■ DATASET:
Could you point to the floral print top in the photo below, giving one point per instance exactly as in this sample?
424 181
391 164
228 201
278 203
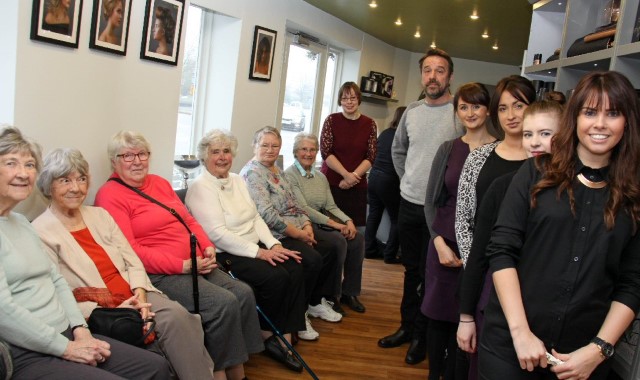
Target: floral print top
274 196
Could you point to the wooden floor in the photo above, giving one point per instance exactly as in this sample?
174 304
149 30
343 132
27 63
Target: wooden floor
349 349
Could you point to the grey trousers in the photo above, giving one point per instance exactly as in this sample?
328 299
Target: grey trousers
228 312
180 338
350 256
126 362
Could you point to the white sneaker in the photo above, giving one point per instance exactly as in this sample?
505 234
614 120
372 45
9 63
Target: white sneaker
324 311
309 333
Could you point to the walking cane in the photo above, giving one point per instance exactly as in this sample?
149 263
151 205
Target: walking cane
227 270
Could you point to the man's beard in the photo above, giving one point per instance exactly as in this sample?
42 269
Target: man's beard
435 95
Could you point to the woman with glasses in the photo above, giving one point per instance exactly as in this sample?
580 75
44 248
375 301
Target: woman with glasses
348 148
227 306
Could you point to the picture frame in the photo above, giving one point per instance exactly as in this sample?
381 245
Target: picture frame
110 26
58 24
162 31
264 46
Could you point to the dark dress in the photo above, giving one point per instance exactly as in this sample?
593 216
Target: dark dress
351 142
383 193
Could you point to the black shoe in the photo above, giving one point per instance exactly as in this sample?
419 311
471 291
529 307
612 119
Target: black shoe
353 303
335 305
277 352
417 351
396 339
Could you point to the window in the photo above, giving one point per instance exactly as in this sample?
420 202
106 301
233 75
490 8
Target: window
309 82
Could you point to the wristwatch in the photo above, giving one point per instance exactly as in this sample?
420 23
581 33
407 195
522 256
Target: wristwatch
606 348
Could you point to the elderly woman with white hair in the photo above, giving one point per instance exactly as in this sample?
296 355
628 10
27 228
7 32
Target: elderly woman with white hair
227 306
102 269
220 201
39 318
335 227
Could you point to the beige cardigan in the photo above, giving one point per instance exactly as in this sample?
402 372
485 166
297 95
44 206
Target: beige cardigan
76 266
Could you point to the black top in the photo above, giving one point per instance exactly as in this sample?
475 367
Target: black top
570 266
478 263
494 167
383 161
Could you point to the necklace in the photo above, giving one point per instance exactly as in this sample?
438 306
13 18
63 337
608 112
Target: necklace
591 184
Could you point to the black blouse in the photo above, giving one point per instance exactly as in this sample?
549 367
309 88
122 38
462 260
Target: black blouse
570 267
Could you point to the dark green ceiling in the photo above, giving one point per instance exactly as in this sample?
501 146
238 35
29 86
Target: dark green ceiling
446 22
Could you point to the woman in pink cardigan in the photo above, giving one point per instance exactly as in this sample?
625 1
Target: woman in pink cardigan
91 251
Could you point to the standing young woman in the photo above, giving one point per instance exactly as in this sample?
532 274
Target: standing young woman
443 268
565 248
348 148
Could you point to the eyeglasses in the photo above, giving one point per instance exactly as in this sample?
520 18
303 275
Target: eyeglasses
130 157
267 147
66 181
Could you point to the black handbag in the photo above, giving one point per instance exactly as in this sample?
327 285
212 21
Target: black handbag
121 323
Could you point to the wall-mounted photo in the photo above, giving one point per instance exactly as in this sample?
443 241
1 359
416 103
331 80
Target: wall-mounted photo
264 44
110 25
56 21
162 30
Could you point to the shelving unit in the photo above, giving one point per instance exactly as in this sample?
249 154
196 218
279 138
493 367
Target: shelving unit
558 23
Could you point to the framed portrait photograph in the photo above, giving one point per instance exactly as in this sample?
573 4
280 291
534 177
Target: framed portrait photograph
110 25
162 30
56 21
264 44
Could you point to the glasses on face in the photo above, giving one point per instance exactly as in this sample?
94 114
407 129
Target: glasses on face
67 182
130 157
269 146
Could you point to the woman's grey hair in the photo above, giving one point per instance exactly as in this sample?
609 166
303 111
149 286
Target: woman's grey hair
60 163
300 137
263 131
128 140
12 141
216 137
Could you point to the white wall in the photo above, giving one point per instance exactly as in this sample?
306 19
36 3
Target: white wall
80 97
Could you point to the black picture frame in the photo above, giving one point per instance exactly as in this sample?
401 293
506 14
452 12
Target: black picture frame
46 28
264 40
167 12
100 21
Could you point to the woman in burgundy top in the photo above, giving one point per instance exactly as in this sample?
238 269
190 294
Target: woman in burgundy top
348 148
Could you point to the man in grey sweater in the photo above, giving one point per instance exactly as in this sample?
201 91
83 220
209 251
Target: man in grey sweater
424 126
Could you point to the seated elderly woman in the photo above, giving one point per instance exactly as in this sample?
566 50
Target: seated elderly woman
278 206
161 241
220 201
336 228
39 317
91 252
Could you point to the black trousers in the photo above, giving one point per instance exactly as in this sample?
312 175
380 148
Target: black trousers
414 241
383 193
279 289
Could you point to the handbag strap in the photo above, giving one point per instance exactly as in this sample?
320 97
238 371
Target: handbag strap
193 240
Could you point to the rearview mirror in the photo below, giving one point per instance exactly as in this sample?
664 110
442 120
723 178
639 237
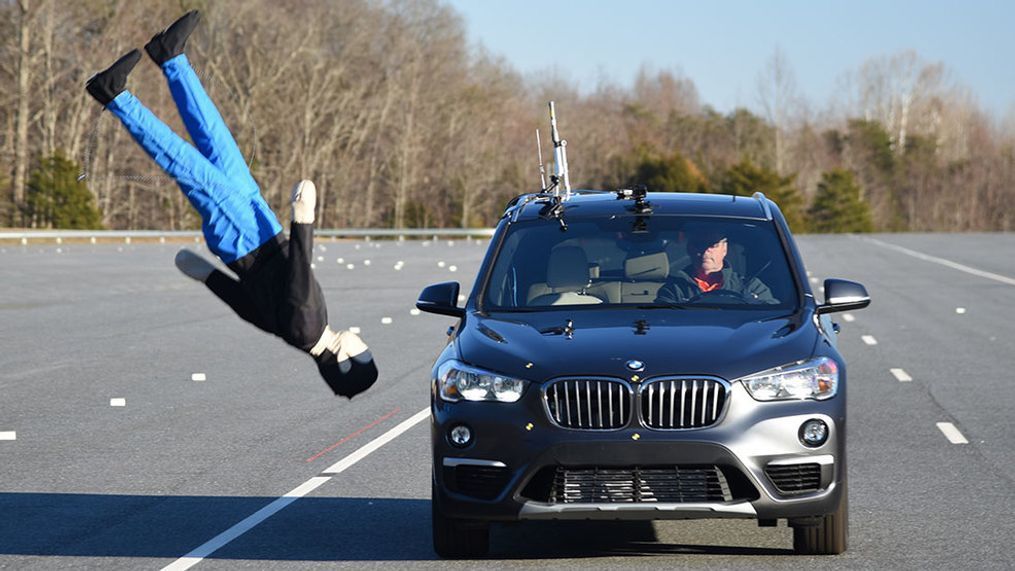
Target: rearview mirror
842 295
442 299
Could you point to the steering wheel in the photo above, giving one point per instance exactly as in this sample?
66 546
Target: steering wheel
720 293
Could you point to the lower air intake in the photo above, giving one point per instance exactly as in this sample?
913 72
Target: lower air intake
795 478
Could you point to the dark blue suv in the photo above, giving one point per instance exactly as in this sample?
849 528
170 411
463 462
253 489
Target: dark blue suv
640 356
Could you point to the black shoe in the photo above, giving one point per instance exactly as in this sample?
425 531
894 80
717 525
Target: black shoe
109 83
171 42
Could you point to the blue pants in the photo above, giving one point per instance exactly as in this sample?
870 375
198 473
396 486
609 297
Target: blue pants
213 176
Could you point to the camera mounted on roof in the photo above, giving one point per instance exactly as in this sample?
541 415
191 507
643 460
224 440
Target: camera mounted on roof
638 194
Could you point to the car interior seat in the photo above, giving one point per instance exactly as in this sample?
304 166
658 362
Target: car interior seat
567 280
644 276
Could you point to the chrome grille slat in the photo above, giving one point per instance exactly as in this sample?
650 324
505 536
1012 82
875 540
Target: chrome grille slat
587 402
701 402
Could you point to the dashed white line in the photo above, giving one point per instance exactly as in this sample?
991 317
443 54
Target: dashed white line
900 375
943 262
952 433
216 543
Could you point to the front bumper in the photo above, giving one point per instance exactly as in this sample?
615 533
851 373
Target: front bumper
749 436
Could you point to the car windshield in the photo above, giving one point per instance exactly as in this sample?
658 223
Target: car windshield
675 262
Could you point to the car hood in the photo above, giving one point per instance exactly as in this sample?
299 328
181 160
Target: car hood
728 344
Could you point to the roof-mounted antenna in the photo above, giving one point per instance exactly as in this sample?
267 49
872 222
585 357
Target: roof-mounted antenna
559 177
539 157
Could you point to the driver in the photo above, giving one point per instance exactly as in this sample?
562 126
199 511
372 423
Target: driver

■ WRITTEN EXERCISE: Starting from the line containing "Could you point to the car windshield" and ending with the final line of the data, reproduce each line exactly as it appears, including no other lines.

■ ANSWER TO THE TASK:
Could you point to the car windshield in the photo above, giving one point per instance exactly as in this sample?
658 223
Target: car windshield
675 262
Could you point to the car hood in the photo above, giving one point per instance exactly as in this sample?
299 328
181 160
Target: car hood
728 344
Could you point to the roof-mounted antenna in the photo above, giving one point per instance exactly as in this sample?
267 49
872 222
585 357
Target: roof-mounted antenna
559 177
539 157
Could you point to the driver in the photo above, giving one point per instance exactly as in this sample?
562 126
199 511
372 423
Target: driver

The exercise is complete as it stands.